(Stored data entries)
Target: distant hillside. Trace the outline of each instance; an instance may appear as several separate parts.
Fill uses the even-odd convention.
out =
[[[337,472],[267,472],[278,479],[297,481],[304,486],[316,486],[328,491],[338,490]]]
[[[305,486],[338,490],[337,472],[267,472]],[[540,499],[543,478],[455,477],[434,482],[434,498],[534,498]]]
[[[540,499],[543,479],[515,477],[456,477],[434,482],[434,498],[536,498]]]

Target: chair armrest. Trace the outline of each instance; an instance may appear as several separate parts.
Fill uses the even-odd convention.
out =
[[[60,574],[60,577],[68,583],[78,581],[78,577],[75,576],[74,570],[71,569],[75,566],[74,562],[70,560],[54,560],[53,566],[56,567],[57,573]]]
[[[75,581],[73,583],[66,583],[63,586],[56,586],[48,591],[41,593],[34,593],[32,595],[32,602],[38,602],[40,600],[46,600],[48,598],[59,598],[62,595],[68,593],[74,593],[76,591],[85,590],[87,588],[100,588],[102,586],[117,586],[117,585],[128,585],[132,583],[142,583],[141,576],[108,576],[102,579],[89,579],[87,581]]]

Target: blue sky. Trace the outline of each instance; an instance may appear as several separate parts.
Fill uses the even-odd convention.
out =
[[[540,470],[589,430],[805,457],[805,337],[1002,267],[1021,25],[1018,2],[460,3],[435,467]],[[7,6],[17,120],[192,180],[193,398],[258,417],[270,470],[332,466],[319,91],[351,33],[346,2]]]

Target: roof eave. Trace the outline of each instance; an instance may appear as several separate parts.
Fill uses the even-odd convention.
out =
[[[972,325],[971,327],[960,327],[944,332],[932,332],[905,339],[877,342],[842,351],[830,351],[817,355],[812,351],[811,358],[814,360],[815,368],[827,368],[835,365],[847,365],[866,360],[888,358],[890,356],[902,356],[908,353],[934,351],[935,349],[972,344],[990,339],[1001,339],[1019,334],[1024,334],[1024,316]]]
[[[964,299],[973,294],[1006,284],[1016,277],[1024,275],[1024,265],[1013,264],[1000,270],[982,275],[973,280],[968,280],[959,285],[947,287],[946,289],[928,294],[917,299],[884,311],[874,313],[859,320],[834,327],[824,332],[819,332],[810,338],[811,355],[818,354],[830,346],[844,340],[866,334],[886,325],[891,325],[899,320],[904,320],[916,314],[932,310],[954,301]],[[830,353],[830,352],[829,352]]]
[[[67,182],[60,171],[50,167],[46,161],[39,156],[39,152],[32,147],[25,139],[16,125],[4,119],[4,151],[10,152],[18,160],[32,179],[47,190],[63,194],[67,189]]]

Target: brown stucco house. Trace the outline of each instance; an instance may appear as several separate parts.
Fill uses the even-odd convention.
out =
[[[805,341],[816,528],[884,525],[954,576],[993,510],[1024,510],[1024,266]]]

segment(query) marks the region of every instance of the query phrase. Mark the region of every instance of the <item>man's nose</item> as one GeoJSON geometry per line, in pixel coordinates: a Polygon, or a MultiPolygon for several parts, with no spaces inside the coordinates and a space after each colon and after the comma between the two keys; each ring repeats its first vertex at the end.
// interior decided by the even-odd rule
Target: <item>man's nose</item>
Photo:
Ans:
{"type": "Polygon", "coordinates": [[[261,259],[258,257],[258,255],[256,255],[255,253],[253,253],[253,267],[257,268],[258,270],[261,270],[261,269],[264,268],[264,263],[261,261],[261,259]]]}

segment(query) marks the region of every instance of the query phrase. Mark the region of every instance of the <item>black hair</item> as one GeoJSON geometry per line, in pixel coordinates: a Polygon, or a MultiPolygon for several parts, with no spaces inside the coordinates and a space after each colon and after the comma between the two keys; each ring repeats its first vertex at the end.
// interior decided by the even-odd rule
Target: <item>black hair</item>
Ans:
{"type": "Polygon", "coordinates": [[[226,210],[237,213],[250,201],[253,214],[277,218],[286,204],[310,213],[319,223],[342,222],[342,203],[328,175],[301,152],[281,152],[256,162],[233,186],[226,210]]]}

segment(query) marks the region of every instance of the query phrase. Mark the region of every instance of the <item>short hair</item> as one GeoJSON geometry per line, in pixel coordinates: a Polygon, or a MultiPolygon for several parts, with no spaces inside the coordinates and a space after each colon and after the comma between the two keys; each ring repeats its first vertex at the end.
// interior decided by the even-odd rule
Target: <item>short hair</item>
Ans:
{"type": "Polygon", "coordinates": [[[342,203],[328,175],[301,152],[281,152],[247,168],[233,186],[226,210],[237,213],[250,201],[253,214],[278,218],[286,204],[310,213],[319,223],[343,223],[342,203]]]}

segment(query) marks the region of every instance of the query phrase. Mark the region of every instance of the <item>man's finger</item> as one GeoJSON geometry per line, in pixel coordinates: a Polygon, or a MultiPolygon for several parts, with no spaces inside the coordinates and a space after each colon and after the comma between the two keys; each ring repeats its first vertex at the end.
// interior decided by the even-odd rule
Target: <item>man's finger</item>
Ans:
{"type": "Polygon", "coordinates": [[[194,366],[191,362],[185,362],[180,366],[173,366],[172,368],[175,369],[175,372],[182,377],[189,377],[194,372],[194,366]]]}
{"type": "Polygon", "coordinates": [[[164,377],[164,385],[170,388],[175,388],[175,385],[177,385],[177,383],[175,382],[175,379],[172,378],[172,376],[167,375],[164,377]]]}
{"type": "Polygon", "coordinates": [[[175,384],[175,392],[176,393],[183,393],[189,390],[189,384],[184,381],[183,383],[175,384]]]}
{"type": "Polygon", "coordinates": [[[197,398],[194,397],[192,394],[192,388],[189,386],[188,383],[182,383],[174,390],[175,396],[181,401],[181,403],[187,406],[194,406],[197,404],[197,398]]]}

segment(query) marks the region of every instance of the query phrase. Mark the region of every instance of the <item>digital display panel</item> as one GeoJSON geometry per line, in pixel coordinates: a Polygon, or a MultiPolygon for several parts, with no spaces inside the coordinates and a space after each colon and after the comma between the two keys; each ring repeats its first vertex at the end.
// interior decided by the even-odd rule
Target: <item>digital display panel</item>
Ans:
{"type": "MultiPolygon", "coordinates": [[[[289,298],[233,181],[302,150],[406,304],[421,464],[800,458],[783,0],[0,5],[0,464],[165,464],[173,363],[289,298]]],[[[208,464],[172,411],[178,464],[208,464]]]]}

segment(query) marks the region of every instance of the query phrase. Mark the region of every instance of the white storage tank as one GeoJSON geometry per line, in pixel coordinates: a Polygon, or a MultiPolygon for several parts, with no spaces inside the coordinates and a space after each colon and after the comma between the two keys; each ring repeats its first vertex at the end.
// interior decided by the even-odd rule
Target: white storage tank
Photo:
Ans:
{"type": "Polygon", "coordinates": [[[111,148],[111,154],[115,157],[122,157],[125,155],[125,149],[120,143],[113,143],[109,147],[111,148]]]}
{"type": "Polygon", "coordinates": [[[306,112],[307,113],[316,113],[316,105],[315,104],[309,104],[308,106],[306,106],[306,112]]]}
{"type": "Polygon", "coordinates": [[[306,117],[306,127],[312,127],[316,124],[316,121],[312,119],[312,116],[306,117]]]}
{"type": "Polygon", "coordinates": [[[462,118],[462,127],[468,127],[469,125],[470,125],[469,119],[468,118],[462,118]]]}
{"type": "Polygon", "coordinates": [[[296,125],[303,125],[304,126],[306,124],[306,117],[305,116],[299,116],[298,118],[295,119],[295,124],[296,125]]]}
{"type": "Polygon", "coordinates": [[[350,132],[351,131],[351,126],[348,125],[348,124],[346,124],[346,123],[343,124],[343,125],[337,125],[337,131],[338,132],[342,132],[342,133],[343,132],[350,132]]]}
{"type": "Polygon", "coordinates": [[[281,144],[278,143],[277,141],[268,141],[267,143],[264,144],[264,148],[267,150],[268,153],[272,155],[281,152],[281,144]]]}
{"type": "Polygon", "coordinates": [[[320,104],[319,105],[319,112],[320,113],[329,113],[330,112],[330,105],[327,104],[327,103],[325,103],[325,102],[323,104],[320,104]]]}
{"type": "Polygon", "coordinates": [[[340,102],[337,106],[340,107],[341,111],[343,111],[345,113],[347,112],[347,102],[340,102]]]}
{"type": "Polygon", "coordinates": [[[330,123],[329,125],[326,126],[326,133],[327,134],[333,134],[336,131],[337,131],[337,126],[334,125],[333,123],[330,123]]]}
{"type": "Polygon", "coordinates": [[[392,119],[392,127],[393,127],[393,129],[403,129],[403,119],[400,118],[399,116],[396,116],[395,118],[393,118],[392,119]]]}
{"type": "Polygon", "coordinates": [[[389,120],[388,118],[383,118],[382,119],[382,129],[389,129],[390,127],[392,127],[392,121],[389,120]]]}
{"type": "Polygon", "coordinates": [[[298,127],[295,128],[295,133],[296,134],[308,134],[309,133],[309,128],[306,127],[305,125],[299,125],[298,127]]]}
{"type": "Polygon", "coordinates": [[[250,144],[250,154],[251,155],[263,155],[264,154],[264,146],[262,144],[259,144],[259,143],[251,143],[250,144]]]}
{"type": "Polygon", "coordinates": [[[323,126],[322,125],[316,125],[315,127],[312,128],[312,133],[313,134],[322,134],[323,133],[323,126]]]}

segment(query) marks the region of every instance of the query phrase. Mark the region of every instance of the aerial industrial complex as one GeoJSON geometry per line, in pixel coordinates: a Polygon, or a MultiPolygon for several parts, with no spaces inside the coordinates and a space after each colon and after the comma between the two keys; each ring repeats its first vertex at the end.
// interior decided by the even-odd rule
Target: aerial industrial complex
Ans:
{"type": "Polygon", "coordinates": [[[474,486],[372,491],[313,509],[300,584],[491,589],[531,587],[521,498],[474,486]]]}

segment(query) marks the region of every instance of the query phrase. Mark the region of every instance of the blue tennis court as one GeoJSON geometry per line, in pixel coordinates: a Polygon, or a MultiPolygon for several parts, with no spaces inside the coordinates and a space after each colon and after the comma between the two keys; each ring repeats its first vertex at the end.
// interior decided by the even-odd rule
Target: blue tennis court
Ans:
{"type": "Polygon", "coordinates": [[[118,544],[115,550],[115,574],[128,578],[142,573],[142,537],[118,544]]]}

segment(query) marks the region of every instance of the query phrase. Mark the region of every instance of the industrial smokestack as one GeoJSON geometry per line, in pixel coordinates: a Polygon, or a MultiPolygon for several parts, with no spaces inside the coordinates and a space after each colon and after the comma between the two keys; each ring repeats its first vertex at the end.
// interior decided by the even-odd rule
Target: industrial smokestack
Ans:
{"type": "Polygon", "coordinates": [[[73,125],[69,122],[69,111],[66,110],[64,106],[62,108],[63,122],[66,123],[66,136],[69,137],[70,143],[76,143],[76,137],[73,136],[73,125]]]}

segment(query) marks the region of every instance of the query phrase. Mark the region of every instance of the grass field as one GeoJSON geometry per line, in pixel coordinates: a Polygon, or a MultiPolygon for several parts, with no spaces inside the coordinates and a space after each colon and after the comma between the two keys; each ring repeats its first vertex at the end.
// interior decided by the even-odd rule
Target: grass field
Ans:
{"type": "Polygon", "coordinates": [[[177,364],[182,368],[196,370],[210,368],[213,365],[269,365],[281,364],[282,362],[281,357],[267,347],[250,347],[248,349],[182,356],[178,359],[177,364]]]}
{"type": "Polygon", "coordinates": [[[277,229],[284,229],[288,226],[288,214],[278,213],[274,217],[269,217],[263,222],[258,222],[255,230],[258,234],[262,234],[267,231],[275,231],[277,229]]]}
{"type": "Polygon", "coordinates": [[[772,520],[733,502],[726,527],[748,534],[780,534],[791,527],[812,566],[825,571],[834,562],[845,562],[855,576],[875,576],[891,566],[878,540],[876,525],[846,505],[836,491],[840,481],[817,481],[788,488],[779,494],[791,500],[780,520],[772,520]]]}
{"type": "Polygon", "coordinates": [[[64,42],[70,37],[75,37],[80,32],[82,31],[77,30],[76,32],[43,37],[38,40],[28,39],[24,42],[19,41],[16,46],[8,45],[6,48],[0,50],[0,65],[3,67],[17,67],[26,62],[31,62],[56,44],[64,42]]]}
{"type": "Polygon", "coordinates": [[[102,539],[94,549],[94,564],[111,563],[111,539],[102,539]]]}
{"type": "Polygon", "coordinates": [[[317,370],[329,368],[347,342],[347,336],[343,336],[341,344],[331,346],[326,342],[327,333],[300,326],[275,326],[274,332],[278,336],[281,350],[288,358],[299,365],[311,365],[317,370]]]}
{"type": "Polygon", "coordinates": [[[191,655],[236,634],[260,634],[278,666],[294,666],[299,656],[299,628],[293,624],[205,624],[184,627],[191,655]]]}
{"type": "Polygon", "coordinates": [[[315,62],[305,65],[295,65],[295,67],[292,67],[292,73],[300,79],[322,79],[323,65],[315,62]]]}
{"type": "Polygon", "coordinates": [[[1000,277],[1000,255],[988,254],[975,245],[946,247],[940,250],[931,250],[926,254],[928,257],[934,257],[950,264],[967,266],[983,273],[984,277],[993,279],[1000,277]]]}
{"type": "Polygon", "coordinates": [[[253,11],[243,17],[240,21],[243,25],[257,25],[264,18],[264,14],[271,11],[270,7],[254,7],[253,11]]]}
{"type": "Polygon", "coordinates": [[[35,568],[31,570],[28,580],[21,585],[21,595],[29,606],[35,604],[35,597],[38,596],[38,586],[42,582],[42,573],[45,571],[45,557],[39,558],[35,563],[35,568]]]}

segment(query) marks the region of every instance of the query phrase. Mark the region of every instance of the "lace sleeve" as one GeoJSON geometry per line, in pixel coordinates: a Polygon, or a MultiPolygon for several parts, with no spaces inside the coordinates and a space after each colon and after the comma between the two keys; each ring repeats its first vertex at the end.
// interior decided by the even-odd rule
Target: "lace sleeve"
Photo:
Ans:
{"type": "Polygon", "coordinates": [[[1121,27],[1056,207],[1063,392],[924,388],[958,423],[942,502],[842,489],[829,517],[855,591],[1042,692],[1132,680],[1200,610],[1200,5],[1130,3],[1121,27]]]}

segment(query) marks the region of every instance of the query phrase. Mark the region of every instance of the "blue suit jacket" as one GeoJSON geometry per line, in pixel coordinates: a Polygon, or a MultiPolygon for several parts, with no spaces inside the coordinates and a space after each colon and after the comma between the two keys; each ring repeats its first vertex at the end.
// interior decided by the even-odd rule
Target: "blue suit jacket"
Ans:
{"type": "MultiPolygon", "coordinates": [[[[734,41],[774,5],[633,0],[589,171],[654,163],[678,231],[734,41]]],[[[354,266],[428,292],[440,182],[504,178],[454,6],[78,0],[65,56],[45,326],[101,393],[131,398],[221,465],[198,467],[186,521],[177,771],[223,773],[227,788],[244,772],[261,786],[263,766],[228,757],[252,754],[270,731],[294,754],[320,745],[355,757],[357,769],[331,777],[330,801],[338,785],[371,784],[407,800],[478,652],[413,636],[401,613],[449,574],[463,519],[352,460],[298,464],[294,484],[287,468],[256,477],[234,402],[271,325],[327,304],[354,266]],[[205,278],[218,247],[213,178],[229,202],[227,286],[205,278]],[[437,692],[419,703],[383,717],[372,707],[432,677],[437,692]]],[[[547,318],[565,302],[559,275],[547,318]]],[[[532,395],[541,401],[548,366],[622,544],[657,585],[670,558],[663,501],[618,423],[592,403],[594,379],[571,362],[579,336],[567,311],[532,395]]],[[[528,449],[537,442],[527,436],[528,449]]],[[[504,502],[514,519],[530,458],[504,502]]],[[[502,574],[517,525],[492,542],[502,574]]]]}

### [EXERCISE DETAILS]
Scan the lines above for the word "aerial", then copy each line that has it.

### [OUTPUT]
segment(query) marks the region of every instance of the query phrase. Mark the region of every instance of the aerial industrial complex as one GeoJSON geometry per line, in pixel coordinates: a Polygon, or a MultiPolygon for several parts, with no spaces inside the coordinates and a space after each colon and after the comma between the two keys; each ring repeats its first vertex at the end.
Target: aerial industrial complex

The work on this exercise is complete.